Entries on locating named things
*****
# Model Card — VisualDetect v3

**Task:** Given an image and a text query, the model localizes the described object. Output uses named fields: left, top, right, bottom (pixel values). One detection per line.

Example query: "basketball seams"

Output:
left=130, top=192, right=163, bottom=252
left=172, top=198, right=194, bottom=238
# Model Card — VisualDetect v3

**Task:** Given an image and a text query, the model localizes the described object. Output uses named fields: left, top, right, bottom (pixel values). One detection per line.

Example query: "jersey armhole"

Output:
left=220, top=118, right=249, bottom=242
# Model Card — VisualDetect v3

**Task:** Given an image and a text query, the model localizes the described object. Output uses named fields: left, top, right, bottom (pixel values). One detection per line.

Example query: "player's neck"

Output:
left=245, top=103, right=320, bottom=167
*****
● Objective
Edit the entries above so that every occurrence of "Example query" becomes "Sample query", leaving all other text unchanged.

● Finished answer
# Model Card — VisualDetect v3

**Task:** Given an image and a text query, the model localizes the described object. Output uses named fields: left, top, right, bottom (pixel values). One detection per line.

Sample query: "basketball seams"

Output:
left=130, top=192, right=163, bottom=252
left=172, top=198, right=194, bottom=238
# Model Card — VisualDetect v3

**Task:** Given an image and a text query, the model localizes the described object. Output uses named fields: left, top, right, bottom (pixel values). One detection per line.

Sample query: "jersey armhole"

Output:
left=220, top=118, right=249, bottom=242
# Model Card — VisualDetect v3

**Task:** Given an image and a text query, the model localizes the described object. Output uses named fields: left, top, right, bottom (pixel values). One detection per line.

Sample query: "player's neck"

Output:
left=245, top=103, right=320, bottom=167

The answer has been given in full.